**Provided text**

· · ·

Sublingual microcirculatory changes during high-volume hemofiltration in hyperdynamic septic shock patients

High-volume hemofiltration (HVHF) is a potential rescue therapy in patients with severe septic shock, and some clinical studies suggest that HVHF can decrease vasopressor requirements and improve lactate clearance [1, 2]. Therefore, HVHF may have a place in refractory septic shock by contributing to the stability of systemic hemodynamics and eventually improving systemic perfusion. However, studies supporting HVHF are rather small and non-randomized, and this prevents investigators from drawing a more definitive conclusion about its real impact on clinically relevant outcomes. Indeed, decreases in vasopressor requirements and lactate levels may not necessarily reflect a real improvement in perfusion. In the past, therapies such as steroids and nitric oxide synthase inhibitors have been shown to increase vascular tone without any significant benefit in terms of perfusion or survival [3, 4]. In addition, it is now well accepted that hyperlactatemia may be explained by mechanisms not related to hypoperfusion [5]. Clearly, it would be desirable to assess the impact of HVHF on perfusion determinants (particularly, on microcirculation) more directly.

The development of optical techniques such as orthogonal polarized spectral imaging and, more recently, side dark field videomicroscopy (SDF) has made it possible to visualize microcircirculation at the bedside. Microcirculation is known to be markedly compromised during septic shock and these disturbances are considered to play a central role in multiple organ failure. By means of these novel techniques, the impact of conventional therapies on microcirculation is starting to be unraveled [6‐9].

There is very limited information concerning the potential effects of HVHF on microcirculation during septic shock. Only one previous experimental study has addressed this subject [10], but unfortunately, the model induced only non-severe microcirculatory derangements, making the results difficult to interpret. Beneficial effects of HVHF have been related to non-specific removal of mediators, which could potentially contribute to the reversion of microcirculatory disturbances induced by sepsis. However, the most evident clinical effect of HVHF is an increase in arterial pressure, and this occurs as a result of an increased systemic vascular resistance, and not of an increase in cardiac output, at least in hyperdynamic patients [2]. Therefore, it is critical to determine whether this increase in vascular resistance is associated with a detrimental effect on microcirculatory flow. We performed a prospective observational pilot study to assess changes in sublingual microcirculation during HVHF in patients with severe hyperdynamic septic shock.

· · ·

**Data extract**
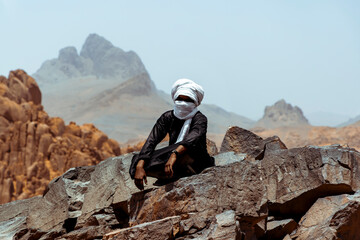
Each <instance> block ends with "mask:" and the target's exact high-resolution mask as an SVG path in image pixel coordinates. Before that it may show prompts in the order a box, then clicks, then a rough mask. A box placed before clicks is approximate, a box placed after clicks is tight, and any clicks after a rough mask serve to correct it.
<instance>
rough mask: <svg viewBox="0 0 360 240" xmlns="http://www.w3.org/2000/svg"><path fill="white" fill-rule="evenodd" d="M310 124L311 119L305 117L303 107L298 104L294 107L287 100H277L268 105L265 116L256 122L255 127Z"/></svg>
mask: <svg viewBox="0 0 360 240" xmlns="http://www.w3.org/2000/svg"><path fill="white" fill-rule="evenodd" d="M306 125H309V121H308V120H307V119H306V118H305V116H304V114H303V112H302V111H301V109H300V108H299V107H297V106H295V107H293V106H292V105H291V104H288V103H286V102H285V100H283V99H282V100H280V101H277V102H276V103H275V104H274V105H272V106H267V107H266V108H265V111H264V116H263V117H262V118H261V119H260V120H259V121H257V122H256V123H255V126H254V127H260V128H265V129H269V128H277V127H283V126H288V127H297V126H306Z"/></svg>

· · ·

**What you will do**
(1) In the hemofiltration text, replace "multiple organ failure" with "multiorgan failure" and reproduce the passage between "The development of" and "be unraveled [6‐9].", inclusive.
(2) Continue the hemofiltration text from the point where it stops.
The data that accompany the hemofiltration text are separate material.

**Task-by-task results**
(1)
The development of optical techniques such as orthogonal polarized spectral imaging and, more recently, side dark field videomicroscopy (SDF) has made it possible to visualize microcircirculation at the bedside. Microcirculation is known to be markedly compromised during septic shock and these disturbances are considered to play a central role in multiorgan failure. By means of these novel techniques, the impact of conventional therapies on microcirculation is starting to be unraveled [6‐9].

(2)
Our local ethics committee approved the study, and informed consent was obtained from the patients or their relatives. All septic shock patients in our institution are managed with a norepinephrine-based, perfusion-oriented management algorithm. Septic patients presenting a circulatory dysfunction at the emergency department or the pre-intensive care unit (pre-ICU) are subjected to vigorous fluid resuscitation followed by central venous catheter insertion and basal measurements of lactate (Radiometer ABL 735; Radiometer, Brønshøj, Denmark) and central venous oxygen saturation (ScvO₂). Patients who develop persistent hypotension or hyperlactatemia are transferred promptly to the ICU. The algorithm involves early aggressive source control and fluid loading followed by norepinephrine, which is adjusted to keep a mean arterial pressure (MAP) of at least 65 mm Hg. Fluid resuscitation is guided by pulse pressure variation (if the patient is already on mechanical ventilation) or by central venous pressure. Pulse pressure variation (ΔPP) is calculated as ΔPP = 100 × (PP_max - PP_min)/[(PP_max - PP_min)/2]. If after fluid optimization norepinephrine is greater than 0.3 μg/kg per min, patients are characterized as having severe septic shock. At this stage, all patients must have a pulmonary artery catheter in place and be sedated and connected to mechanical ventilation. Mechanical ventilation and sedation are managed in accordance with current protective strategies [11]. Dobutamine is indicated as an inotrope for patients with low cardiac index (CI) (less than 2.5 L/min per m²) or low ScvO₂ or mixed venous oxygen saturation (SmvO₂) values (less than 60%) not responsive to other measures and with an MAP of greater than 65 mm Hg. HVHF is indicated for patients who fail to respond to all preceding management steps, including source control and fluid optimization guided by ΔPP [2, 12].

Specific inclusion criteria for this study were septic shock according to the 1992 ACCP-SCCM (American College of Chest Physicians/Society of Critical Care Medicine) consensus [13], norepinephrine requirements of at least 0.3 μg/kg per min to maintain an MAP of greater than 65 mm Hg for at least 1 hour before deciding HVHF, progressive hyperlactatemia (greater than 2.4 mmol/L and an increase in lactate levels during 4 hours of full resuscitation), and a CI of at least 3 L/min per m². Patients without full commitment for resuscitation or with active bleeding or an undrained source of surgical sepsis were excluded.

All patients had a pulmonary artery catheter in place and were mechanically ventilated following current guidelines [11], with fentanyl/midazolam sedation targeted to a Sedation-Agitation Scale (SAS) score of less than 3. No patient received steroids, vasopressin, or drotrecogin alpha either before or during the hemofiltration procedure. Blood transfusions were indicated before the procedure if the hemoglobin value was less than 8 g/dL.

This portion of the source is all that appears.